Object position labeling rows
-------
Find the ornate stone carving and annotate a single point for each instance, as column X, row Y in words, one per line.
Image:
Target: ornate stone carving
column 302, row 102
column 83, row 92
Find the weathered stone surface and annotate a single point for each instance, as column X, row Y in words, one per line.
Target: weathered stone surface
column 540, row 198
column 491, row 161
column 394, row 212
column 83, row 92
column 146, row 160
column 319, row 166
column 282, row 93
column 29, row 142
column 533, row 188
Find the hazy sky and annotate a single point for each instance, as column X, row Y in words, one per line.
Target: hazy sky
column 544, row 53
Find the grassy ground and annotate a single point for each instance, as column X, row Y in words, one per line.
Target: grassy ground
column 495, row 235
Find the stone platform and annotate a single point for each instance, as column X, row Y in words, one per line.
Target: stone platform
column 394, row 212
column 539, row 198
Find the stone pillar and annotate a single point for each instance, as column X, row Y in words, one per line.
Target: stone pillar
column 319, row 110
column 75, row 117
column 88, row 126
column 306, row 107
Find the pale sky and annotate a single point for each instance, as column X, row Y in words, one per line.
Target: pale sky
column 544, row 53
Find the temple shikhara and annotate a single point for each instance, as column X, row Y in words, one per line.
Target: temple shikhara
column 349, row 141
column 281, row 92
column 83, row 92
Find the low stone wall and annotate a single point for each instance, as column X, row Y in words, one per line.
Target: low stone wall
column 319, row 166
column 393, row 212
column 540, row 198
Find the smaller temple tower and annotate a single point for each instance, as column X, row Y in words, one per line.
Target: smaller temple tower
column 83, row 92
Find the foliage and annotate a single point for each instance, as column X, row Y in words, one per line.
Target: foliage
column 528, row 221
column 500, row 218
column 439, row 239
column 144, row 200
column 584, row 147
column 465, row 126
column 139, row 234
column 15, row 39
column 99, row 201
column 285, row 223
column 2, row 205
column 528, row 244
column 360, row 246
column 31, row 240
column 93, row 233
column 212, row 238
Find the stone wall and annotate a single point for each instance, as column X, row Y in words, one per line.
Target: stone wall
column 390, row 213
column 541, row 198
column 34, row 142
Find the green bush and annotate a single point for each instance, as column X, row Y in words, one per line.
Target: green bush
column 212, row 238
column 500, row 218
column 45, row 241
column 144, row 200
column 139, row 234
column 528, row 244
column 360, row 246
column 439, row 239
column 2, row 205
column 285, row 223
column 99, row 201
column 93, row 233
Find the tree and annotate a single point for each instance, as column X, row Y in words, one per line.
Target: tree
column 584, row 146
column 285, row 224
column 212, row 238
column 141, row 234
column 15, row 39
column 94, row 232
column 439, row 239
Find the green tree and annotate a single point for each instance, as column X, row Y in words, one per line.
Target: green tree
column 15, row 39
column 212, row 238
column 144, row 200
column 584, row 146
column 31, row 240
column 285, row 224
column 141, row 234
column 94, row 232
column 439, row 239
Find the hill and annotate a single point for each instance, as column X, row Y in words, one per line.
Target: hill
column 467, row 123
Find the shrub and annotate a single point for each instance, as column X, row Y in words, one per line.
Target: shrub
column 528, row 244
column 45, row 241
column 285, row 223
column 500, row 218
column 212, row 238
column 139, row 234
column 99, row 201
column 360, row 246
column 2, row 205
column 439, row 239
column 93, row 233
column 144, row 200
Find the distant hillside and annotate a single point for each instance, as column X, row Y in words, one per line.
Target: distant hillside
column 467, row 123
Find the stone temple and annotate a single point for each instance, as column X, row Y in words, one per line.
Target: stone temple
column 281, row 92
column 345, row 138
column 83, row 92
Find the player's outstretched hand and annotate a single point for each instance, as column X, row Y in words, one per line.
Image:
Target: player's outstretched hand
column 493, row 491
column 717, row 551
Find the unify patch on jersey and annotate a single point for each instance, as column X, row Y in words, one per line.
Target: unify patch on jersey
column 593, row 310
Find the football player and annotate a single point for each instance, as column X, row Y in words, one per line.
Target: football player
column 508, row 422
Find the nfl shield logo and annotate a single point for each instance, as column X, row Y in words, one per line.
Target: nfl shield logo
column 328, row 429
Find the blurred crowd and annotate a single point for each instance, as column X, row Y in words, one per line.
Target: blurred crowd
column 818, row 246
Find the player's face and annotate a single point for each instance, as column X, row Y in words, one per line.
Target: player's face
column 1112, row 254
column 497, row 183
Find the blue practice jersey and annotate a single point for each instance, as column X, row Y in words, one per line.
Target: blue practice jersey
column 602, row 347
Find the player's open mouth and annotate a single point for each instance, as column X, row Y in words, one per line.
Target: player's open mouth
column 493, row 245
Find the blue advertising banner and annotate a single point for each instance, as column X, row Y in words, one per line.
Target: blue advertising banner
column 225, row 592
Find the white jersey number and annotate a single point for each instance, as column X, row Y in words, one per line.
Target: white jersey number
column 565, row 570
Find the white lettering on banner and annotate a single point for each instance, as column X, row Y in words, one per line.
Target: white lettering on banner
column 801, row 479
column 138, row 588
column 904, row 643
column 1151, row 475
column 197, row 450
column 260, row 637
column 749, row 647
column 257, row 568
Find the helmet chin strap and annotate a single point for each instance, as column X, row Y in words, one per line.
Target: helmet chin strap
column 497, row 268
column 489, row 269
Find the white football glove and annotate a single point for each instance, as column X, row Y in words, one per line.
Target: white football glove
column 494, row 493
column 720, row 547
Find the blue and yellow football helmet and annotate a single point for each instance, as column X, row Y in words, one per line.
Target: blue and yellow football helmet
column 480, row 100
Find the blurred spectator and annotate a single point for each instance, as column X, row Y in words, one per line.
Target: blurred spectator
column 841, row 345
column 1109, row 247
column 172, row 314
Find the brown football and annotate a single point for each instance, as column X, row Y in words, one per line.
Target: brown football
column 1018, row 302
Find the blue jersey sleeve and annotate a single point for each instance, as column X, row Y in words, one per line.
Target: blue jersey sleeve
-------
Put the rows in the stretch from the line containing "Find the blurred crowd" through the line containing "column 818, row 246" into a two-column CSV with the headers instruction and points, one CSV line per row. Enclose each field in quotation marks and replace any line breaks with spaces.

instruction,points
"Find the blurred crowd and annotate a single point for each instance, as column X, row Y in words, one per line. Target: blurred crowd","column 818, row 246"